TRECHO FORNECIDO:
Sempre ativo na divulgação da data e incentivando amigos e seguidores a utilizarem os serviços da plataforma, ANTCONSTANTINO faz o que está ao alcance para falar sobre a iniciativa, além de frisar a notoriedade internacional que pode ser atingida na plataforma: “Sim, eles pagam em dólar e vale ressaltar que o dólar deve ta custando mais de R$5,00”, escreve ANTCONSTANTINO na guia sobre o Bandcamp postada em sua conta no Instagram.

As faixas muitas vezes são também disponibilizadas nos serviços de streaming por assinatura ou no SoundCloud, mas oferecidas no Bandcamp na intenção de estimular o público a adquirir a música, digital ou fisicamente, como forma de impactar direto na vida dos artistas — pagando por isso. “Quem consome esse tipo de plataforma como o Bandcamp, sabe que a divisão é muito mais justa do que qualquer outra plataforma de streaming”, reforça Badsista, DJ da zona leste de São Paulo, que produz artistas como Linn da Quebrada e Jup do Bairro.

A relação monetária entre os músicos e as grandes plataformas é cada vez mais questionada e insatisfatória para os que estão distantes dos números de ouvintes e reproduções milionários — os únicos verdadeiramente rentáveis. O valor médio pago por reprodução é de US$ 0,00348 no Spotify, por exemplo. “As plataformas de streaming só rendem muito para grandes gravadoras com catálogos enormes. No fim, o artista, detentor do capital intelectual e de sua obra, fica no último lugar da fila na hora do recebimento dos lucros”, continua Badsista, que questiona: “Isso te parece justo?”.

“As plataformas de streaming só rendem muito para grandes gravadoras com catálogos enormes. No fim, o artista, detentor do capital intelectual e de sua obra, fica no último lugar da fila na hora do recebimento dos lucros. O Bandcamp tem uma divisão muito mais justa do que qualquer outra plataforma” – Badsista

Mais uma entre os muitos afetados pela falta de apresentações, a produtora vende faixas no Bandcamp desde 2017 e destaca seu impacto diante de uma realidade sem shows ou festas à vista. “Foi um público que construí ao longo dos anos e que está no meu suporte de forma expressiva, principalmente quando começou a quarentena e todas as turnês que tinha marcadas foram canceladas. Fiquei boiando no mar e nos primeiros meses foi com dinheiro do Bandcamp que sobrevivi pra pagar contas e comprar comida”, conta.

As sextas-feiras de repasse integral aos artistas serviram de incentivo para Badsista colocar novas faixas na rua — virtualmente, por enquanto. HITS DE VERÃO vol. 2, lançado na primeira Bandcamp Friday de 2021, já foi comprado por mais de 90 usuários. LUCY 3D, compilação de faixas da produtora que saiu em 4 de julho, quarta Bandcamp Friday, figurou entre as melhores músicas de pista de 2020 escolhidas pela própria plataforma.

INFORMAÇÕES REGISTRADAS:
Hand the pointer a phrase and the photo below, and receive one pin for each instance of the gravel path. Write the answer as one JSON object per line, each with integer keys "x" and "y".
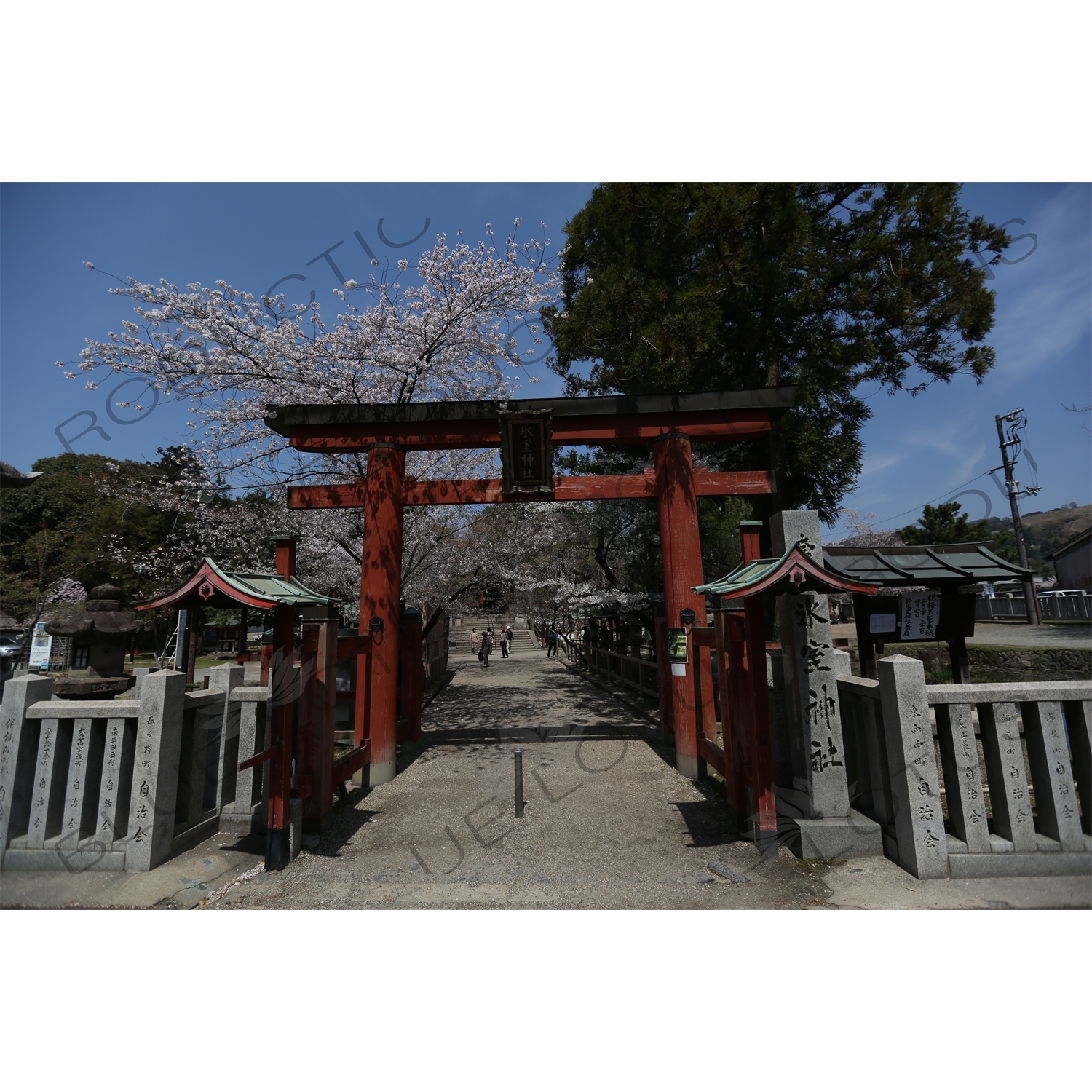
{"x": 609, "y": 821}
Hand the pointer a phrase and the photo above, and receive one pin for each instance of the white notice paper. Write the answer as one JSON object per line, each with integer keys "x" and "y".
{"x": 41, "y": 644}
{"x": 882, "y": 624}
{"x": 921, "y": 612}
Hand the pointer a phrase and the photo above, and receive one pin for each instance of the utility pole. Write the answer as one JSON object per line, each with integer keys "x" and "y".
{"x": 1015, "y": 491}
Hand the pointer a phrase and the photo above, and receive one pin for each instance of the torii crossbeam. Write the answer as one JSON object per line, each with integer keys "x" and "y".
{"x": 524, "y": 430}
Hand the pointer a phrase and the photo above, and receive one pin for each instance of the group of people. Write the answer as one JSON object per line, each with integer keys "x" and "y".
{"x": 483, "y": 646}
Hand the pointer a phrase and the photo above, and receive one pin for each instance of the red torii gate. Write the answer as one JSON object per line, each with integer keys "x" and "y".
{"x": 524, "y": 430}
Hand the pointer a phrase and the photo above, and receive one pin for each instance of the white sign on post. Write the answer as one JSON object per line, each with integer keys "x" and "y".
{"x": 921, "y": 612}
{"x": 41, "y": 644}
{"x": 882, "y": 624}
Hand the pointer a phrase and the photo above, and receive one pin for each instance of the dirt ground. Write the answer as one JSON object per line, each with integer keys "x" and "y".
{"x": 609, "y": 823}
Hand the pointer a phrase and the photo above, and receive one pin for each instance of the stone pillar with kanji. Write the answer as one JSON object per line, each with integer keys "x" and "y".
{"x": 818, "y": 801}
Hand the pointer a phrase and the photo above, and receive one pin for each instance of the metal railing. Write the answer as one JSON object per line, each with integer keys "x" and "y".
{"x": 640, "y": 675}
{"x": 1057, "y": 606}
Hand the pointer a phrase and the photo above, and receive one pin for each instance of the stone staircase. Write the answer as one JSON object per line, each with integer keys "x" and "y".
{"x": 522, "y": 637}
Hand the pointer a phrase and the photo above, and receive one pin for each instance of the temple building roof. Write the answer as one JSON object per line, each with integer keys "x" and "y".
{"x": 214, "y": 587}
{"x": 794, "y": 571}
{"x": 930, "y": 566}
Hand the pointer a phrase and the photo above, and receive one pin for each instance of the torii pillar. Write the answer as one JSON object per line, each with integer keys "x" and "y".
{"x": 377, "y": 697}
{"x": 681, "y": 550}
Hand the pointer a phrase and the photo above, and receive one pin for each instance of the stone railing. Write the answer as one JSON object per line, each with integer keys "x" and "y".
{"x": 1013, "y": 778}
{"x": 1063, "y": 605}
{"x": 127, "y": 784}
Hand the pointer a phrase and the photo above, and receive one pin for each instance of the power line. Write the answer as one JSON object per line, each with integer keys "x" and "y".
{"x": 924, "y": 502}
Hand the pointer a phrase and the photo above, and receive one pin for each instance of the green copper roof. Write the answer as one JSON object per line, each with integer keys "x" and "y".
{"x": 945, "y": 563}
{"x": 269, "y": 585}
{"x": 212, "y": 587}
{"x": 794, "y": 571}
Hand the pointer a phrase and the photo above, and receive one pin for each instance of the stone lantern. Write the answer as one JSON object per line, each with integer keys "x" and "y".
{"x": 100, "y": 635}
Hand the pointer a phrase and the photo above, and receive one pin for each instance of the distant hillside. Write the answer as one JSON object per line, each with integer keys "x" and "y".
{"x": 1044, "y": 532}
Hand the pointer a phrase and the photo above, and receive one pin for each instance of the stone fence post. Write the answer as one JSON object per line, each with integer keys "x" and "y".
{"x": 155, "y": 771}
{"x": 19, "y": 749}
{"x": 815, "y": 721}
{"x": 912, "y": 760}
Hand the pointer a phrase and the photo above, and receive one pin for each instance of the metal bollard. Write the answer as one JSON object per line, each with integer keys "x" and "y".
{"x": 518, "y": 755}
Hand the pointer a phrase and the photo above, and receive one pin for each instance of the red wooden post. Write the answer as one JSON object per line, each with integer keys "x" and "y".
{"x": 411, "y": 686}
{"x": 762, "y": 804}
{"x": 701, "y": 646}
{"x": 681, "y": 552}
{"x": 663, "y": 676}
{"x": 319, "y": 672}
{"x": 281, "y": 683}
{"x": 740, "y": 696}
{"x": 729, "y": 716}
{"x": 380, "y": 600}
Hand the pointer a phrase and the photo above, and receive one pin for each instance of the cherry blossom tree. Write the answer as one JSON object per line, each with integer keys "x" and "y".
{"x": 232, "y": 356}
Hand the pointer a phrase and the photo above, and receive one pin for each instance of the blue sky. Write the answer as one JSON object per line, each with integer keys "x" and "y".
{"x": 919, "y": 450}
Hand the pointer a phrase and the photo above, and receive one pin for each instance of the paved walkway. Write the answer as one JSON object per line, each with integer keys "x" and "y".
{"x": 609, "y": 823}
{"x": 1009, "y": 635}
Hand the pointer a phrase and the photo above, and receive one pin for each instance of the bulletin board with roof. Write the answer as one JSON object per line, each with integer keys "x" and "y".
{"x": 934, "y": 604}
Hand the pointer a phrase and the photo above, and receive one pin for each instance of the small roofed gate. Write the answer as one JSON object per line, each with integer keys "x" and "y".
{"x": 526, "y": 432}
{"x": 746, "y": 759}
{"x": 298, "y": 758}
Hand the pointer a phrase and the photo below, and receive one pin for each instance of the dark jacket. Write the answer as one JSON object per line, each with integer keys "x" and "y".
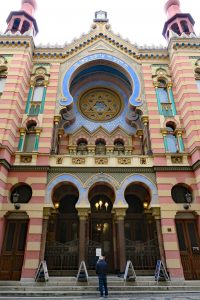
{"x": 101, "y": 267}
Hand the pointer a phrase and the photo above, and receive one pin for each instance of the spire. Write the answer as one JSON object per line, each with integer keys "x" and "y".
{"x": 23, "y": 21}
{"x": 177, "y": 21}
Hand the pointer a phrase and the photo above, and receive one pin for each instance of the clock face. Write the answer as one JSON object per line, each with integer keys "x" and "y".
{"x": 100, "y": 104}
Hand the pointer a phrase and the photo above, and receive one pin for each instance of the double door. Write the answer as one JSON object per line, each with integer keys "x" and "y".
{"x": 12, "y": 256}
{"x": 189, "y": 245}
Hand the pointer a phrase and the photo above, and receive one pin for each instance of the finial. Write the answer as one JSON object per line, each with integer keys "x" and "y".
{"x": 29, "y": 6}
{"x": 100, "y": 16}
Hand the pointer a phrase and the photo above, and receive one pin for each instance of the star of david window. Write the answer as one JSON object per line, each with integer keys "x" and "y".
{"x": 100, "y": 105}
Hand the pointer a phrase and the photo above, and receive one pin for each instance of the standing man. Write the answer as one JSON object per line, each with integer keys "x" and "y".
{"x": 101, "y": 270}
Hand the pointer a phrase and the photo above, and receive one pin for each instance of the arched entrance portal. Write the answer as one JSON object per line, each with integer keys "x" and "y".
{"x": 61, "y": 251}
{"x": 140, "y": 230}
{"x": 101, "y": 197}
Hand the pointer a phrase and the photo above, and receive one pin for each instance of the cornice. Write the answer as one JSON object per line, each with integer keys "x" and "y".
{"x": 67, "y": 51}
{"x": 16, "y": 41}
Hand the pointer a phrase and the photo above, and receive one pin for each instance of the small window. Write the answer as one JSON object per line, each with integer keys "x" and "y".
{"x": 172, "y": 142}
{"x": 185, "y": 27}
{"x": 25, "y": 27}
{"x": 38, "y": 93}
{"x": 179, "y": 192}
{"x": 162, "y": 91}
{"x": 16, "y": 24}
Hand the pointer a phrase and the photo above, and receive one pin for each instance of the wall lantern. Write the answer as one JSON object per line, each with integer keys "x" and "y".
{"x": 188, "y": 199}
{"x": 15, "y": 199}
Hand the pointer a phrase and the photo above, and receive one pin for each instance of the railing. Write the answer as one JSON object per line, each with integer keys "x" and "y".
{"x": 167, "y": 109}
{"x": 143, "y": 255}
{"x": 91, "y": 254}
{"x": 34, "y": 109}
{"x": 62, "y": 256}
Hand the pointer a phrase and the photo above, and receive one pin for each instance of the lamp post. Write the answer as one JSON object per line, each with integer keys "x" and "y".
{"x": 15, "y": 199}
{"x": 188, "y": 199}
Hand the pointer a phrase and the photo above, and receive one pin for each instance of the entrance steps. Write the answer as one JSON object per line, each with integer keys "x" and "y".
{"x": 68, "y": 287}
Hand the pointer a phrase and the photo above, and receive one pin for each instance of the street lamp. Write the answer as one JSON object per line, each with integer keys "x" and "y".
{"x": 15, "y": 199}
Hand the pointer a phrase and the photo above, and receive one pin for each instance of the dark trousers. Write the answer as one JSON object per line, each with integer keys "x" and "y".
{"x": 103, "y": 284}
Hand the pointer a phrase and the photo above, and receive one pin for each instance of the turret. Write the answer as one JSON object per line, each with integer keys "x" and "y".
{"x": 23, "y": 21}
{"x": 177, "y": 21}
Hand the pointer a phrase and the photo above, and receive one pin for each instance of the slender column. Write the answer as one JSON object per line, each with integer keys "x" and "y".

OBJETIVO DO EXERCÍCIO:
Reproduza fielmente, por favor, a parte do trecho sobre o Bandcamp que vai de "As faixas muitas" até "Jup do Bairro.", incluindo essas palavras.

RESPOSTA:
As faixas muitas vezes são também disponibilizadas nos serviços de streaming por assinatura ou no SoundCloud, mas oferecidas no Bandcamp na intenção de estimular o público a adquirir a música, digital ou fisicamente, como forma de impactar direto na vida dos artistas — pagando por isso. “Quem consome esse tipo de plataforma como o Bandcamp, sabe que a divisão é muito mais justa do que qualquer outra plataforma de streaming”, reforça Badsista, DJ da zona leste de São Paulo, que produz artistas como Linn da Quebrada e Jup do Bairro.